__OPDRACHTDOEL__
Noem het percentage water in bloedplasma volgens de begrippenlijst over bloed.

__TE LEZEN FRAGMENT__
+ + + + +

Begrippenlijst

Begrippenlijst basisstof 1, 2 en 3

 

Basisstof 1 Bloed

Bloedplasma

Bloedplasma bestaat uit:

- 7% eiwitten

- 91% water

- 2% opgeloste stoffen

Rode bloedcellen

- Hebben de vorm van ronde schijfjes.

- Vervoeren zuurstof

Hemoglobine

- Is een stof met een rode kleur. Hierdoor kunnen ze makkelijk zuurstof opnemen.

Witte bloedcellen

- Hebben een celkern

- Hebben geen vaste vorm

- Kunnen door kleine openingen in de wand

- Maakt ziekteverwekkers onschadelijk

Bloedplaatjes

- Zijn geen cellen, maar delen van uiteengevallen cellen.

-  Hebben geen celkern

- Zorgt voor bloedstolling als je een wond hebt.

 

Basisstof 2 De Bloedsomloop

Bloedvatenstelsel

- Bestaat uit het hart en de bloedvaten. Door heel het lichaam lopen grote en kleine bloedvaten.

Bloedsomloop

- De weg die het bloed door het lichaam aflegt.

De drie typen bloedvaten

- Slagaders, haarvaten en aders

Slagaders

- Door de slagaders stroomt het bloed naar de organen toe.

+ + + + +

__GEGEVENS__
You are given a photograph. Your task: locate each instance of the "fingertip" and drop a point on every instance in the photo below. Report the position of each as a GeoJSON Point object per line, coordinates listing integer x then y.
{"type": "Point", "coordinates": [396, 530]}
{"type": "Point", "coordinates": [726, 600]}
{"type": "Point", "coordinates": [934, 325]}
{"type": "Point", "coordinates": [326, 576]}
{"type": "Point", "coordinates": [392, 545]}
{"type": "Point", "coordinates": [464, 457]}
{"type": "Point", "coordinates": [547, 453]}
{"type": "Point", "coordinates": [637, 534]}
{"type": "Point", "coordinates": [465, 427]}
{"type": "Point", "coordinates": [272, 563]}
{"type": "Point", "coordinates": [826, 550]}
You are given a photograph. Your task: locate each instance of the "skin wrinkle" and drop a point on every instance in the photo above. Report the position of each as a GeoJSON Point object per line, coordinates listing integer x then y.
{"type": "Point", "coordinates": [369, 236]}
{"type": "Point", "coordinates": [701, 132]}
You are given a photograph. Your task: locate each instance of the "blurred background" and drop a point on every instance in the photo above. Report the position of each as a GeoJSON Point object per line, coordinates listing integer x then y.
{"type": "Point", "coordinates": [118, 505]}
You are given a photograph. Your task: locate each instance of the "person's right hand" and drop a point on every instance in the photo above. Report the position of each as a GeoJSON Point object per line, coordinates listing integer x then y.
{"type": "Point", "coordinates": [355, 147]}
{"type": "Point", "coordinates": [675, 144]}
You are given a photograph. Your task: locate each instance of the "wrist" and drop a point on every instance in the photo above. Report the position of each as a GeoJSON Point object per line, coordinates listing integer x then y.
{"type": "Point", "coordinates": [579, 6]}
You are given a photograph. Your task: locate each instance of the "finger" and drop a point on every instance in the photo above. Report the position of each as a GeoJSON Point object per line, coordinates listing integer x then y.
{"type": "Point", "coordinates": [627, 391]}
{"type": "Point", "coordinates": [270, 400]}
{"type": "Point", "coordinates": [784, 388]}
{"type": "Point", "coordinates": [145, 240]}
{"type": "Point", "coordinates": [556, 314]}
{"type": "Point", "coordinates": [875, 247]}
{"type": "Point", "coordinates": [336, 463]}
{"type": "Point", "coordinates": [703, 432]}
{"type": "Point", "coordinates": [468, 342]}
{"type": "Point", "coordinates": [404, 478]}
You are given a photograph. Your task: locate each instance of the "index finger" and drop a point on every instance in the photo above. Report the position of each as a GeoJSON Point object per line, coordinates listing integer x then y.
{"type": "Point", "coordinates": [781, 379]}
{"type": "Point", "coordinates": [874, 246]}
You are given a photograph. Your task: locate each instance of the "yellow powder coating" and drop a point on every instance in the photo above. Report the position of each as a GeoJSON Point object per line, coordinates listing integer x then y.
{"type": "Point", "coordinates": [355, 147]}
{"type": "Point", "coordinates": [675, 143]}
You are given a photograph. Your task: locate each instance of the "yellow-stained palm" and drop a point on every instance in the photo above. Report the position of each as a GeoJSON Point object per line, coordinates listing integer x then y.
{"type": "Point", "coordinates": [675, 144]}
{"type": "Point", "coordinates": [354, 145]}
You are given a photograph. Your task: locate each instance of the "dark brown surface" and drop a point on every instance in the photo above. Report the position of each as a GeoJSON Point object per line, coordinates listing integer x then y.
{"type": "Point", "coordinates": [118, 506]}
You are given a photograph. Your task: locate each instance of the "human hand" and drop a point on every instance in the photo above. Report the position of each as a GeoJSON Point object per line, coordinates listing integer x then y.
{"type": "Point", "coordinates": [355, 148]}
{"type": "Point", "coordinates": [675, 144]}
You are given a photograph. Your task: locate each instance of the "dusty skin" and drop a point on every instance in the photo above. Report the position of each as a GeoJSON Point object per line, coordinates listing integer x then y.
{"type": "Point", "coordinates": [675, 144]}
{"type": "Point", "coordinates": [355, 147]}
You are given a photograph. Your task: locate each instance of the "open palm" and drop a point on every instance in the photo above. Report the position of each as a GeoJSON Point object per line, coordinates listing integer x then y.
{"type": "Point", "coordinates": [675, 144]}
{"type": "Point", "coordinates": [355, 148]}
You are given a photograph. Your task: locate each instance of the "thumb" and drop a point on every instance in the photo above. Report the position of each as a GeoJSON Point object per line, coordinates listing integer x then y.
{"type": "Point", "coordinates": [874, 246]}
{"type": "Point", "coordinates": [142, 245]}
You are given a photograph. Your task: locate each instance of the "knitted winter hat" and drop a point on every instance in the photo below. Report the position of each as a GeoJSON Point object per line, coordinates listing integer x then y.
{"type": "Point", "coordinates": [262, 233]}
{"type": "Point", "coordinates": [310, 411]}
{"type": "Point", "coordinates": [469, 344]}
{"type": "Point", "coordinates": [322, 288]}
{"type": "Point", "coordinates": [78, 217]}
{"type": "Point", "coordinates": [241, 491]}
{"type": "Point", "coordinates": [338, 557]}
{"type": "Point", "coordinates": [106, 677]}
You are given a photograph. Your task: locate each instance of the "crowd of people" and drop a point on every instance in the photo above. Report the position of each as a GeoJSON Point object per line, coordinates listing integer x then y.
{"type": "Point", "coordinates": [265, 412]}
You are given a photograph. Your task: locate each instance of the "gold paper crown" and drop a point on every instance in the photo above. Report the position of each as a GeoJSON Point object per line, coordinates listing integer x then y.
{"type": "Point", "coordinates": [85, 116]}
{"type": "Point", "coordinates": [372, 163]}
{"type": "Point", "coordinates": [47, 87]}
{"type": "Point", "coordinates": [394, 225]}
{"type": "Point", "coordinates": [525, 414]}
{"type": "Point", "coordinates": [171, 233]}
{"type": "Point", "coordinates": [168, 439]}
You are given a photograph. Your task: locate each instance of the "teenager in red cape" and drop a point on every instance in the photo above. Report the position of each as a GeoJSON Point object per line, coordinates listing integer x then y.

+ + + + +

__ANTWOORD__
Bloedplasma bestaat voor 91% uit water.